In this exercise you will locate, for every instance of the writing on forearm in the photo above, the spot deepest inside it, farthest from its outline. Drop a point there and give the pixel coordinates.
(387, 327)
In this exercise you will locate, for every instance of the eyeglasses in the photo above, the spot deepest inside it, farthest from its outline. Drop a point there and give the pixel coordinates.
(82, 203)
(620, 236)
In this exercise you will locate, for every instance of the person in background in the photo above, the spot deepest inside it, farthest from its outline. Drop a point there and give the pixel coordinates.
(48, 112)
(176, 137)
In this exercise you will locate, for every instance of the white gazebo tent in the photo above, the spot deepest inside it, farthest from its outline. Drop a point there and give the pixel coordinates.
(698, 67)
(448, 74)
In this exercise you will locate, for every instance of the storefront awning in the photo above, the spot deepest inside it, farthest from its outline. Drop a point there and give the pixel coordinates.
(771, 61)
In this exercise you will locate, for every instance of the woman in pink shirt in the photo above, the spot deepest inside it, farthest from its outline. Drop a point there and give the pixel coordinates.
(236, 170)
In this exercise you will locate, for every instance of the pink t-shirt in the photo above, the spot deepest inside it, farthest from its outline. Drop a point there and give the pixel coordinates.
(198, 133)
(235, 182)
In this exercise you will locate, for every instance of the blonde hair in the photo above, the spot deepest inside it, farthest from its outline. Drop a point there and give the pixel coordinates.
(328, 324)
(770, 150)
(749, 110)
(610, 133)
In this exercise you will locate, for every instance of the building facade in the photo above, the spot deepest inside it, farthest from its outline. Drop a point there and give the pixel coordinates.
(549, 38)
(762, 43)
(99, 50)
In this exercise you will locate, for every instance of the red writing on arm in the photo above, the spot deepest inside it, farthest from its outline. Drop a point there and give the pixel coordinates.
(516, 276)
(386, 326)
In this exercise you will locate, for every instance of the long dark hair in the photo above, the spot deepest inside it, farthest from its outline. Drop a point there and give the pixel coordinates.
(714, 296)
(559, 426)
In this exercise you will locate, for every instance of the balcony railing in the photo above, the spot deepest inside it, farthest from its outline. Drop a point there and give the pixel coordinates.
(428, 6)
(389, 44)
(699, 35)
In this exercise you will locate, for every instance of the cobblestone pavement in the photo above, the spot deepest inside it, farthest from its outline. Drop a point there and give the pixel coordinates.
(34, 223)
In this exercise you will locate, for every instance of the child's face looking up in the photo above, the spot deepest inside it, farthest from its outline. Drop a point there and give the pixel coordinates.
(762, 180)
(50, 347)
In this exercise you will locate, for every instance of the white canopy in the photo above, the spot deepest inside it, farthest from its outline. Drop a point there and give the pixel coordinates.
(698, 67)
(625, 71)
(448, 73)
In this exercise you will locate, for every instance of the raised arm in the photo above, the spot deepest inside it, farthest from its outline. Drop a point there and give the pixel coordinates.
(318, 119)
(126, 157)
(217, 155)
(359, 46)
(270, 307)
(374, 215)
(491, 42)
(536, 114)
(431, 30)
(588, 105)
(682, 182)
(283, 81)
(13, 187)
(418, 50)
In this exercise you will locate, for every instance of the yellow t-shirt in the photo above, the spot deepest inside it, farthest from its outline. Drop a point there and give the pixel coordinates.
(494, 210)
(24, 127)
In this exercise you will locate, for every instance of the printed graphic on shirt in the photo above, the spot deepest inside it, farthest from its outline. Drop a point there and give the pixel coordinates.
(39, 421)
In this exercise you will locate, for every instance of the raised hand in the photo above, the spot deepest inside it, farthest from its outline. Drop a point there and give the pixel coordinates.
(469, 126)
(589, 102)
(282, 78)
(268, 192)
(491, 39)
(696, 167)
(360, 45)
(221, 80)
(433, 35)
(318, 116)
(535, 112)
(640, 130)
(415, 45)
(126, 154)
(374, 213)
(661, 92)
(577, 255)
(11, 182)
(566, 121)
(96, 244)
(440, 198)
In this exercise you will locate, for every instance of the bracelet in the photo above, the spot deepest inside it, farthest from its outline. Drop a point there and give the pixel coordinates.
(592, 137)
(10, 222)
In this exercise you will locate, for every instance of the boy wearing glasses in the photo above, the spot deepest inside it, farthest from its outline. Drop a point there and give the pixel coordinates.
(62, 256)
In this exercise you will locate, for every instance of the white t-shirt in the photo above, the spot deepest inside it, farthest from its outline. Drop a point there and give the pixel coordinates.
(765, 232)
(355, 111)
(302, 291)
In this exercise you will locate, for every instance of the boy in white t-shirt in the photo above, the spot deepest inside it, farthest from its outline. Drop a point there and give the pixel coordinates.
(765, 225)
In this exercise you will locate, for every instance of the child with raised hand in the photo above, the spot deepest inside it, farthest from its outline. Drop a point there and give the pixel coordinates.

━━━━━━━━━━━━━━━━━━━━━━━━━━━━━━

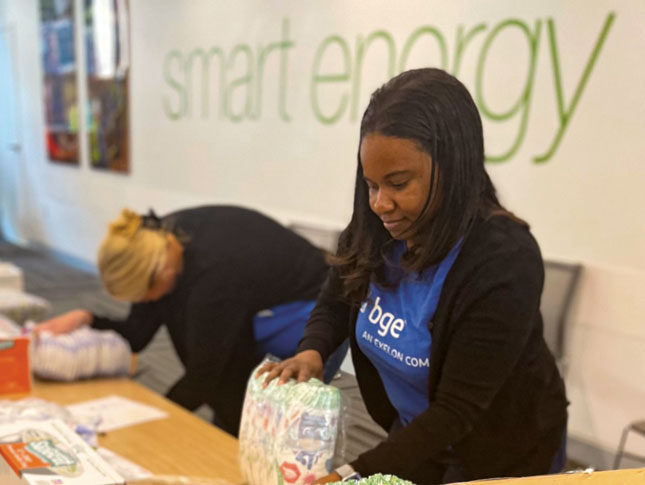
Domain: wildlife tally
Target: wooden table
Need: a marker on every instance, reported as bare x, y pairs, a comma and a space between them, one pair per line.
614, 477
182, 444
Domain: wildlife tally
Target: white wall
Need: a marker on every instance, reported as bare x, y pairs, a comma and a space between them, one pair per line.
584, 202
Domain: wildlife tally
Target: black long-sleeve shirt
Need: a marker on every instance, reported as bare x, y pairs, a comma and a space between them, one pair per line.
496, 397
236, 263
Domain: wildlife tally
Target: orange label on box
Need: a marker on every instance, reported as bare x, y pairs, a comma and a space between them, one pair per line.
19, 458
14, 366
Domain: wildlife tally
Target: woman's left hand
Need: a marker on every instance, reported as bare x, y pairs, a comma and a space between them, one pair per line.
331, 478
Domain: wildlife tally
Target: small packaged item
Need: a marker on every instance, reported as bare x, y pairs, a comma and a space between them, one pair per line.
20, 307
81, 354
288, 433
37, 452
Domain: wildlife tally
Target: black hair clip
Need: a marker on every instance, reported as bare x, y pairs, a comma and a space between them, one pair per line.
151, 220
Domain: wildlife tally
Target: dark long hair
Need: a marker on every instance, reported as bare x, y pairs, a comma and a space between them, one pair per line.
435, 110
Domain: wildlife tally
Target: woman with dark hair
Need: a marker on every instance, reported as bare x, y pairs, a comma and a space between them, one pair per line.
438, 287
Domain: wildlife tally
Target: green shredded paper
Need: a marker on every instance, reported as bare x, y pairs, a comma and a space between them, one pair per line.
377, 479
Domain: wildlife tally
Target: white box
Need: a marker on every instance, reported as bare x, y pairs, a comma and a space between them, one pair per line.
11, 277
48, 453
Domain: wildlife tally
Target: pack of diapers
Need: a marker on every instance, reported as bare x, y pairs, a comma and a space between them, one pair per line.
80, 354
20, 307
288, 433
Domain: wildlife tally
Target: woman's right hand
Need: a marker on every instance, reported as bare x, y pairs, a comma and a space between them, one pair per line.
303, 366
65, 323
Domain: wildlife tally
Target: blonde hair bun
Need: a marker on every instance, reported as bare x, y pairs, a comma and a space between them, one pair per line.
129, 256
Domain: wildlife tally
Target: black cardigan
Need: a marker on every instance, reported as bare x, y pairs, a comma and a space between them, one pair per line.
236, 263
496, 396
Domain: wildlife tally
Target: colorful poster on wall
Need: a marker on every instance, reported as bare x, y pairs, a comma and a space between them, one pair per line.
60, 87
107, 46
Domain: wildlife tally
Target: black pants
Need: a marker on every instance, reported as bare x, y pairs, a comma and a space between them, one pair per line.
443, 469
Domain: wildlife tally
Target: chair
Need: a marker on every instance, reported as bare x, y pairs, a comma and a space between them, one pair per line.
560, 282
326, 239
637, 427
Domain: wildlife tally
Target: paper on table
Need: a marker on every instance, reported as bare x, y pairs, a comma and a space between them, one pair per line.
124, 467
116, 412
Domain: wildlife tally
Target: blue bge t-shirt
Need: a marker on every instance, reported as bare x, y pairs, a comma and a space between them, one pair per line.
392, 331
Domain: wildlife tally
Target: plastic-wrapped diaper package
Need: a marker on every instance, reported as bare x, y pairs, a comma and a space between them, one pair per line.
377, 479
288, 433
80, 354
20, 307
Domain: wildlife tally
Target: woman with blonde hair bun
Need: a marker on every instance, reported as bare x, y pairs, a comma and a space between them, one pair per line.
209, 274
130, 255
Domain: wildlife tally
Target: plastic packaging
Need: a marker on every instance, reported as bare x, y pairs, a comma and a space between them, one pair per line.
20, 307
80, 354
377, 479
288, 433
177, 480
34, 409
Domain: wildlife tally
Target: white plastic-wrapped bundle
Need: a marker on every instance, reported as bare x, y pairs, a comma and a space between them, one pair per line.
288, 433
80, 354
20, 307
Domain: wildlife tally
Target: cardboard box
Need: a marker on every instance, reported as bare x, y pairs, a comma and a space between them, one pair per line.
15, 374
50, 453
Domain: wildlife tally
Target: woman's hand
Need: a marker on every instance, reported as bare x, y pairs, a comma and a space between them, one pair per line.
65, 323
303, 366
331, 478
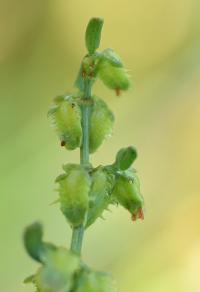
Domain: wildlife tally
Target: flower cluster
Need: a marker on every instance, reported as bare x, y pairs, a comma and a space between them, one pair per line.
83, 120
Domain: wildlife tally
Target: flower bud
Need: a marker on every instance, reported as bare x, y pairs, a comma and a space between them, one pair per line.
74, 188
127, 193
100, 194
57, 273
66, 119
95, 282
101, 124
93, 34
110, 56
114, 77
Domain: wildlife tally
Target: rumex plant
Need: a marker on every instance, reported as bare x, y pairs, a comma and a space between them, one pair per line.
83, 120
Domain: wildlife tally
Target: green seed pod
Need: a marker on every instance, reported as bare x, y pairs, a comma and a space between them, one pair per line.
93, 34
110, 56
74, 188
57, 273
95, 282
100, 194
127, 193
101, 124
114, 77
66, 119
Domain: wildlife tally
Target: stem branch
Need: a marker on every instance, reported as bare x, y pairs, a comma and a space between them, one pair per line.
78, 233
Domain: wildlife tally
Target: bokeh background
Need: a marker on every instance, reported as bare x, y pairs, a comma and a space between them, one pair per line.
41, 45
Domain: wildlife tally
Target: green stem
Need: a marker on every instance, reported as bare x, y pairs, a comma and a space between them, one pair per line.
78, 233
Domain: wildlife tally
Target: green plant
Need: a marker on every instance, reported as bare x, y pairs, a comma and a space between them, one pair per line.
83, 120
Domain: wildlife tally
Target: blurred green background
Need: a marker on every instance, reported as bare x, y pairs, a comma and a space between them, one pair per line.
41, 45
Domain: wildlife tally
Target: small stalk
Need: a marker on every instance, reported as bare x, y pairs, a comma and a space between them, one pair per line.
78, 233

━━━━━━━━━━━━━━━━━━━━━━━━━━━━━━

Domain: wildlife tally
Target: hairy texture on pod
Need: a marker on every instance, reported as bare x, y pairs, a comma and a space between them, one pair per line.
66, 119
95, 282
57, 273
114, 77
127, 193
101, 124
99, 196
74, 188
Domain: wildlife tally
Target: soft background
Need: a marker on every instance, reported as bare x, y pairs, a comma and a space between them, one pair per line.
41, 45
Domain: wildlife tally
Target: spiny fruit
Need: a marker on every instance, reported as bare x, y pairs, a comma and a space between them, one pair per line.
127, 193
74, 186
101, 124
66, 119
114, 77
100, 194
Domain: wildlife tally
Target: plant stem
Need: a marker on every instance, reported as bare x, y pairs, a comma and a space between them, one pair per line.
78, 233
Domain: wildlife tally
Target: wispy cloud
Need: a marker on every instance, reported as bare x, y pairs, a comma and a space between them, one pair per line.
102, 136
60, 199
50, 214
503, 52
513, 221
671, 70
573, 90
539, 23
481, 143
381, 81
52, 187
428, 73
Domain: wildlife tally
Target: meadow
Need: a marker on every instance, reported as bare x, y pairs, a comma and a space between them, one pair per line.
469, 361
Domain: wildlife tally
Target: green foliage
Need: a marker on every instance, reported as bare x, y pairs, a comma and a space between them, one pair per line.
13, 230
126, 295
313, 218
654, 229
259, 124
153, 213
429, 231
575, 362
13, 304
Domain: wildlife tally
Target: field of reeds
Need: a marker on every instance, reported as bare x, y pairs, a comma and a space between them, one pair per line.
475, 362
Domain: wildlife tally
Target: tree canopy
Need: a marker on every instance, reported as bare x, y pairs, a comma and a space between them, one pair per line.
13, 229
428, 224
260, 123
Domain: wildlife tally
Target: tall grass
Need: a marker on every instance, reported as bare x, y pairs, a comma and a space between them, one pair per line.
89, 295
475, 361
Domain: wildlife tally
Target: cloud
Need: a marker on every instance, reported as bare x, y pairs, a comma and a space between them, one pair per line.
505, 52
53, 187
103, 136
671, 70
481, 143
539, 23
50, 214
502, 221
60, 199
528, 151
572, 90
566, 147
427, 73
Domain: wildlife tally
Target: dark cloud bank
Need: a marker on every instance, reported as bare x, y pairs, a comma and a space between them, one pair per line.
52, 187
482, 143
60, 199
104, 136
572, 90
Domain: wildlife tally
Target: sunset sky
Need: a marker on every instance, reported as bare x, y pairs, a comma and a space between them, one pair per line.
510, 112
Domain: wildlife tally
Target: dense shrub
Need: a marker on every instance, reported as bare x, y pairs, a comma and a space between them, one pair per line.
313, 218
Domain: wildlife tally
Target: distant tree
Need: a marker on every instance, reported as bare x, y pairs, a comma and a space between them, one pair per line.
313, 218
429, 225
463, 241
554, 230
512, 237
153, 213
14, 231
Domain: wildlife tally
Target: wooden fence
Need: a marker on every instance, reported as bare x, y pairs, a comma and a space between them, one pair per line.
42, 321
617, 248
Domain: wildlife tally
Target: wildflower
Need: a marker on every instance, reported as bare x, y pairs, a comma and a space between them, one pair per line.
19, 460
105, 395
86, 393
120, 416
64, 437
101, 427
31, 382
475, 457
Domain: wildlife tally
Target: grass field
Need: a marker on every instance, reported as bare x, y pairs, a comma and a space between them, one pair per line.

━━━━━━━━━━━━━━━━━━━━━━━━━━━━━━

#### TASK TO CARRY OUT:
Report the number of lines of the listing above that hold the string "small", with no other text.

#### TASK RESPONSE:
2